[Dataset entries]
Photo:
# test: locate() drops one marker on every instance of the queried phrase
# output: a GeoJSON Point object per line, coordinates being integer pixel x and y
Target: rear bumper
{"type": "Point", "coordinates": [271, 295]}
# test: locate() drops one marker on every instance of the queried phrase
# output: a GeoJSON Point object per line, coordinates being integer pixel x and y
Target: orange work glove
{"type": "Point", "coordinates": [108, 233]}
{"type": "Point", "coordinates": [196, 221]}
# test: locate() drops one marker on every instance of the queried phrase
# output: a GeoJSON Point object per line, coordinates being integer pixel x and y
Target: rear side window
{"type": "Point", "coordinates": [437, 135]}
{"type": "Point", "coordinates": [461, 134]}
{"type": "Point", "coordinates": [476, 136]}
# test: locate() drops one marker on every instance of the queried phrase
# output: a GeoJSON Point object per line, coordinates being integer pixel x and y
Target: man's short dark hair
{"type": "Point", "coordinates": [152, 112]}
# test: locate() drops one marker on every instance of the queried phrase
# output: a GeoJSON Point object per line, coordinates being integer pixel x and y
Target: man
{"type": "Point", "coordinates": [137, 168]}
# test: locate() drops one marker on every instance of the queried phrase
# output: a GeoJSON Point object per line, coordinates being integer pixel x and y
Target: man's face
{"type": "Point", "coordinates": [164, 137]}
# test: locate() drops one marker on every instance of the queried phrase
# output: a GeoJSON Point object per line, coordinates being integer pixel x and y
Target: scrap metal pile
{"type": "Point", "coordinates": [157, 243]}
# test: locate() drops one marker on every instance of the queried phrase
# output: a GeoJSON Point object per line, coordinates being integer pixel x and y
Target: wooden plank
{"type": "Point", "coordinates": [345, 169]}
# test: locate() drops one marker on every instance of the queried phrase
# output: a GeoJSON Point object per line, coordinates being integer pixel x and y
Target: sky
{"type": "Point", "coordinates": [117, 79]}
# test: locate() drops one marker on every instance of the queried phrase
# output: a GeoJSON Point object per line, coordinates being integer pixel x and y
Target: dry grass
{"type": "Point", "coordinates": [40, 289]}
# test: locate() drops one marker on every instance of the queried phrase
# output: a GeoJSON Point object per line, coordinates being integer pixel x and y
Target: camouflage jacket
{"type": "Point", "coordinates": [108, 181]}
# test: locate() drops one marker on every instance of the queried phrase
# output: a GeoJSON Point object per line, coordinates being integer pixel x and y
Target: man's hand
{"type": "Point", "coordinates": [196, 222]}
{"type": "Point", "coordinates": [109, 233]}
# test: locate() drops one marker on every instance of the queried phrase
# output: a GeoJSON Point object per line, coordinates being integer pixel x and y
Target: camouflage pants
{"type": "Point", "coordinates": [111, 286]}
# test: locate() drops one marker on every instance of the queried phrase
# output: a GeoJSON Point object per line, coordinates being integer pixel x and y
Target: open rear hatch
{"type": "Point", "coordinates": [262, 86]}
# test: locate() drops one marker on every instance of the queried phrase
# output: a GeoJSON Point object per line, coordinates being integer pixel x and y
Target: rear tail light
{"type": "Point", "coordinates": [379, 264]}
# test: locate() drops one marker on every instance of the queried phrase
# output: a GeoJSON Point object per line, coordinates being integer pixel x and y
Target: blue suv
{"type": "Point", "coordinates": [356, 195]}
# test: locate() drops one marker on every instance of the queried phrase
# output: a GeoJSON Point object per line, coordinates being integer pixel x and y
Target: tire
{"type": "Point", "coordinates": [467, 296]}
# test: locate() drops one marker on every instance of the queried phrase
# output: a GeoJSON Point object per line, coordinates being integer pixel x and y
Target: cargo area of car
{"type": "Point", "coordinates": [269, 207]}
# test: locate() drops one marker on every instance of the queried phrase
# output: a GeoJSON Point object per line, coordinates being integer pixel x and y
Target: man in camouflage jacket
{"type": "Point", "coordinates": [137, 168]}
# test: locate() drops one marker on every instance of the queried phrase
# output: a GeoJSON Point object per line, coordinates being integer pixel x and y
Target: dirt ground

### Try it
A faithful, word-for-word transcription of the data above is required.

### Solution
Photo:
# test: locate() drops one marker on every instance of the queried phrase
# output: a GeoJSON Point object per line, coordinates being integer pixel x and y
Target: rear bumper
{"type": "Point", "coordinates": [271, 295]}
# test: locate() drops one marker on every instance of the queried phrase
# output: a GeoJSON Point object per line, coordinates being integer pixel x and y
Target: orange work glove
{"type": "Point", "coordinates": [108, 233]}
{"type": "Point", "coordinates": [196, 221]}
# test: locate() drops one marker on every instance of the queried phrase
# output: a GeoJSON Point object per line, coordinates being integer pixel x and y
Target: rear side window
{"type": "Point", "coordinates": [437, 135]}
{"type": "Point", "coordinates": [461, 134]}
{"type": "Point", "coordinates": [476, 136]}
# test: locate() drops one marker on every instance of the queried phrase
# output: a GeoJSON Point object per line, coordinates being integer pixel x and y
Target: man's short dark hair
{"type": "Point", "coordinates": [152, 112]}
# test: locate() drops one marker on every instance of the queried phrase
# output: a GeoJSON Point object per line, coordinates being integer pixel x and y
Target: man
{"type": "Point", "coordinates": [137, 168]}
# test: locate() drops one marker on every instance of the queried phrase
# output: a GeoJSON Point object per line, coordinates being integer pixel x and y
Target: man's face
{"type": "Point", "coordinates": [164, 137]}
# test: locate() drops one marker on every instance of the queried phrase
# output: a GeoJSON Point object per line, coordinates being integer pixel x and y
Target: scrap metal pile
{"type": "Point", "coordinates": [157, 243]}
# test: locate() drops one marker on every instance of the queried phrase
# output: a GeoJSON Point object per line, coordinates being integer pixel x and y
Target: wooden plank
{"type": "Point", "coordinates": [345, 169]}
# test: locate() drops one marker on every instance of the queried phrase
# output: a GeoJSON Point object per line, coordinates being integer pixel x and y
Target: sky
{"type": "Point", "coordinates": [117, 79]}
# test: locate() drops one marker on every instance of the queried phrase
# output: a GeoJSON Point object per line, coordinates being integer pixel x and y
Target: dry grass
{"type": "Point", "coordinates": [40, 289]}
# test: locate() drops one marker on every instance of the queried phrase
# output: a GeoJSON Point object per line, coordinates being integer pixel x and y
Target: camouflage jacket
{"type": "Point", "coordinates": [108, 181]}
# test: locate() drops one marker on every instance of the queried phrase
# output: a GeoJSON Point object per line, coordinates being integer pixel x and y
Target: man's hand
{"type": "Point", "coordinates": [196, 222]}
{"type": "Point", "coordinates": [109, 233]}
# test: locate() drops one marker on every instance of the queried phrase
# output: a GeoJSON Point object per line, coordinates being integer pixel x and y
Target: camouflage pants
{"type": "Point", "coordinates": [111, 286]}
# test: locate() drops one marker on every instance of the queried phrase
# output: a GeoJSON Point object per line, coordinates being integer pixel x and y
Target: open rear hatch
{"type": "Point", "coordinates": [262, 86]}
# test: locate() drops one marker on every instance of the queried phrase
# output: a GeoJSON Point object per line, coordinates being integer pixel x and y
Target: rear tail light
{"type": "Point", "coordinates": [379, 264]}
# test: locate() drops one marker on every instance of the queried phrase
# output: a GeoJSON Point object per line, coordinates being integer pixel x and y
Target: blue suv
{"type": "Point", "coordinates": [356, 195]}
# test: locate() drops one marker on every instance of the queried phrase
# output: a GeoJSON Point object per line, coordinates being integer pixel x and y
Target: tire
{"type": "Point", "coordinates": [467, 296]}
# test: locate() drops one marker on every instance of the queried phrase
# output: a GeoJSON Point object per line, coordinates being integer pixel x and y
Target: cargo area of car
{"type": "Point", "coordinates": [269, 207]}
# test: locate() drops one marker on every instance of the queried phrase
# output: a GeoJSON Point object per line, coordinates being integer pixel x and y
Target: man in camouflage jacket
{"type": "Point", "coordinates": [137, 168]}
# test: locate() drops one marker on every instance of the queried phrase
# output: a GeoJSON Point object per line, coordinates being integer pixel x and y
Target: dirt ground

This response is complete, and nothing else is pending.